Task brief → Pick up the passage on Talbot and the Endangered Species Act after its last sentence and keep it going.

Given text →
========================================

By the latter half of the 1960s, Talbot’s energy and expertise shifted stateside as he joined the Smithsonian Institution and served as science advisor to the Joint Senate-House Committee on Environment. In 1969, Congress passed the Endangered Species Conservation Act of 1969, but Talbot wrote that it was “inadequate to address the needs at the time, so early in 1970, when President Nixon asked me to help start the President’s Council on Environmental Quality (CEQ), I saw an opportunity to place endangered species high on the nation’s agenda.”
With the support of Russell Train, another Boone and Crockett Club member and the first chairman of the CEQ, Talbot compiled his list of ways to strengthen the ESA of 1969. One hurdle Talbot met was from those who couldn’t understand why the original law needed to be revised. To counter this argument, Talbot didn’t need to look further than the CITES agreement, which required that all participating nations “establish both scientific and management authorities to implement the convention.” A strengthened ESA was needed if the U.S. was to be a part of this worldwide agreement.
Working with Congressman John Dingell Jr., Chairman of the Merchant Marine and Fisheries Committee of the House of Representatives, Talbot removed what he called “weasel words” from the statute in an effort to leave little to creative interpretation. He deleted phrases such as “The Secretary may…” and changed them to “The Secretary will…”. Talbot wrote, “The result was one of the strongest pieces of legislation ever submitted to Congress.” President Nixon signed the bill into law on December 28, 1973.
To date, 54 U.S. species have been delisted from the endangered species list because they have recovered to the point that they are no longer threatened with extinction. These include the American alligator, bald eagle, Louisiana black bear, brown pelican, Oregon chub…the list goes on.

========================================

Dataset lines
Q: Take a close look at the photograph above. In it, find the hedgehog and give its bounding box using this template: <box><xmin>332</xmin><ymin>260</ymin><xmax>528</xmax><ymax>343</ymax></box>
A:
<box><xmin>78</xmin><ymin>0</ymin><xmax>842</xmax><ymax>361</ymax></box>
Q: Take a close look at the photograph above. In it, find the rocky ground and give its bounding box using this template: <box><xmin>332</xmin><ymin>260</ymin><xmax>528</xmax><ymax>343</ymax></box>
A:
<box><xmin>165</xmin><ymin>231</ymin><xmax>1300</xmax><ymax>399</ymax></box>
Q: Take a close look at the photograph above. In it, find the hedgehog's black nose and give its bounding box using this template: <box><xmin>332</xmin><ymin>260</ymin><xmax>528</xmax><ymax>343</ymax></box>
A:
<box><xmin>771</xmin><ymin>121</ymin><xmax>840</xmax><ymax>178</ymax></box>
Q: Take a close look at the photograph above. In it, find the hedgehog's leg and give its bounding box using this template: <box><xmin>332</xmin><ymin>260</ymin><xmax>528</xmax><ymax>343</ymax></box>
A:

========================================

Response to this task →
At the same time Talbot was cleaning up the language in the ESA, he was working with Dingell on the Marine Mammal Protection Act (MMPA), which prohibits the “take” of marine mammals—including harassment, hunting, capturing, collecting, or killing—in U.S. waters and by U.S. citizens on the high seas.” This was signed into law by President Nixon in 1972. More than 40 years later, Talbot defended the law when the oil and gas industry pushed to “eviscerate core provisions” of the MMPA. In an op-ed for The Hill, Talbot wrote, “We cannot stand by and allow the oil and gas industry to gut these protections today like industry gutted whale, dolphin and seal populations decades ago. It is more important now than ever before to defend marine mammals—and to save the Marine Mammal Protection Act.”
From there, Talbot joined the World Wildlife Fund as their Conservation Director and Science Advisor in Switzerland, and from 1980-1982 he served as Director General of IUCN. He was a science advisor to Defenders of Wildlife and served on their board of directors for nine years. Before he passed away in 2021, he was a professor of environmental science, international affairs, and public policy at George Mason University in Virginia for nearly 30 years. Over his lifetime, he wrote or contributed to more than 300 scientific and popular articles and 17 books.
Lee Talbot became a member of the Boone and Crockett Club in 1967. His research took him on 160 expeditions to 134 countries on five continents. On top of all that, he served as his son’s Cub Scout leader. He had a passion for conservation and the motivation to act on it. As a result, he wrote sound, effective policies that we still benefit from today.
"The wildlife and its habitat cannot speak. So we must and we will."